Primary market seen ready for deals on equities, oil boost; XTO, Ryder tighten in secondary

By Andrea Heisinger

New York, Aug. 5 - The Federal Reserve meeting Tuesday had its predicted outcome for rate changes, leaving the investment-grade market in good shape for new issues.

Sources said they were hoping the positive close to the day would encourage companies to come into the market after a day devoid of new issues. Tuesday normally would have seen an issue or two, one source said.

The secondary market was also quiet as there were no new issues for trading and little to watch otherwise, a source said.

XTO happy with issue

The week led off with a $2.25 billion issue from XTO Energy, Inc., which the company priced to pay for acquisitions.

"We were real pleased," said Brent Clum, senior vice president and treasurer for the oil and natural gas company. "It was nicely oversubscribed."

The issue was split into four tranches consisting of two-year, five-year, 10-year and 30-year notes.

This fit into the company's maturity schedule, Clum said, and the timing of the notes was because "the market seemed reasonable."

The company last issued notes in April. The recent issue's proceeds are earmarked for some property acquisitions done this year.

Market takes positive turn

The Fed decision not to increase or cut rates didn't affect the market much, a source said, as the lack of interest rate change wasn't a surprise.

"Everyone saw that coming with the futures," one market source said. "I think if they would have done something drastic it would have had more impact."

Other factors did, however, affect the overall tone for the positive.

Equities in particular brought a boost.

"It's just a good market out there right now," a source said. "Equities are through the roof, and oil's down, so really, what's not to like?"

--------------------------------------------------

Goal 1 -> From the listing, arrange the lines as a JSON list of strings, one string per line, omitting blank lines. Begin at the line that has "Please spot the girl with" and stop after the line that has "(1131, 410)".

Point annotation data
--------------------------------------------------

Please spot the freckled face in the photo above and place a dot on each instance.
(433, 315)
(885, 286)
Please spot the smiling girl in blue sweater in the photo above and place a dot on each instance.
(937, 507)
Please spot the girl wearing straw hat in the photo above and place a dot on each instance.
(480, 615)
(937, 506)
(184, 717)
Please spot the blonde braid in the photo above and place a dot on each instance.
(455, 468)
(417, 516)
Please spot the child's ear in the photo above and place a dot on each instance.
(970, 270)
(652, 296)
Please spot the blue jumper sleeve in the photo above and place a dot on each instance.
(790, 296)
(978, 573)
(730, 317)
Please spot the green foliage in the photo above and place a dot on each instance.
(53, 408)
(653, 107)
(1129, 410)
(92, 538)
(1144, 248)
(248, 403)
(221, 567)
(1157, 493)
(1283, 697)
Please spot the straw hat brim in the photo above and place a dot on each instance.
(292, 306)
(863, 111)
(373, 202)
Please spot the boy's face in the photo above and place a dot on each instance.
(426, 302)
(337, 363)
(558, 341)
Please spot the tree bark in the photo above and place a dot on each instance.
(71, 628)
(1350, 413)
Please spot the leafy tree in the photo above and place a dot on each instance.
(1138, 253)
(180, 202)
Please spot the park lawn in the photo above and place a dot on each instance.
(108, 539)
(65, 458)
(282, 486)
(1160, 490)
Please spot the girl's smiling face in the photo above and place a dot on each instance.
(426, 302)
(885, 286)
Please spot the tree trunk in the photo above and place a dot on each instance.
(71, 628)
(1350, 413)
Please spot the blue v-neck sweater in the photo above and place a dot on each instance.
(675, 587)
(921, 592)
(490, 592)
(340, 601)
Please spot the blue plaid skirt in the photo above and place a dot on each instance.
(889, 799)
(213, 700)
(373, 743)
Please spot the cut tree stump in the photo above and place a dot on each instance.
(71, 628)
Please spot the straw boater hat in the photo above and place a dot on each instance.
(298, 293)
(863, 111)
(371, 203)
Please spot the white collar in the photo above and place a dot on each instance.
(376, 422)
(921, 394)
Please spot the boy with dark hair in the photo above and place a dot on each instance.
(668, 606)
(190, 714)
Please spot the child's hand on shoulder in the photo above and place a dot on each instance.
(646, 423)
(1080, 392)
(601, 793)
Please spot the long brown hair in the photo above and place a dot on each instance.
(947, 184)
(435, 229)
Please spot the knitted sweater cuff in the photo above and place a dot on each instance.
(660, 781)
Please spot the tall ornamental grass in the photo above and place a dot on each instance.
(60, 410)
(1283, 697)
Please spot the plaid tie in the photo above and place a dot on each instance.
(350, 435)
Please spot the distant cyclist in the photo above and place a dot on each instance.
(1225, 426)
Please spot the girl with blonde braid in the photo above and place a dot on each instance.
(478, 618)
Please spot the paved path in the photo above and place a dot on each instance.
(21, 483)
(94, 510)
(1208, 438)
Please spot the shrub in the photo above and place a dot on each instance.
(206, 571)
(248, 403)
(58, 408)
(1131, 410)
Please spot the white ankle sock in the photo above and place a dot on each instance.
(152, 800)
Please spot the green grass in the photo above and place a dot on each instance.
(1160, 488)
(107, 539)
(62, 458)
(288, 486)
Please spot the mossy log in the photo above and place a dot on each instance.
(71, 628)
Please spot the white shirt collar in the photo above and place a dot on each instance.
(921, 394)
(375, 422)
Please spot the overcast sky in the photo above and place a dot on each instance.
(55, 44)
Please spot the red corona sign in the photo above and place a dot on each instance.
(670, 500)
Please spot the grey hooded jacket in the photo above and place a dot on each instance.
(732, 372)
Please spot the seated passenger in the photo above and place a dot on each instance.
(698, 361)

--------------------------------------------------

Goal 2 ->
Answer these questions from the bond market report.
(a) How large was the issue from XTO Energy, Inc. that opened the week?
(b) In what month had the company last issued notes?
(c) Which factor does the report say brought a particular boost to the market?

Finished answer 1 ->
[
  "Please spot the girl with blonde braid in the photo above and place a dot on each instance.",
  "(478, 618)",
  "Please spot the paved path in the photo above and place a dot on each instance.",
  "(21, 483)",
  "(94, 510)",
  "(1208, 438)",
  "Please spot the shrub in the photo above and place a dot on each instance.",
  "(206, 571)",
  "(248, 403)",
  "(58, 408)",
  "(1131, 410)"
]

Finished answer 2 ->
(a) $2.25 billion
(b) April
(c) Equities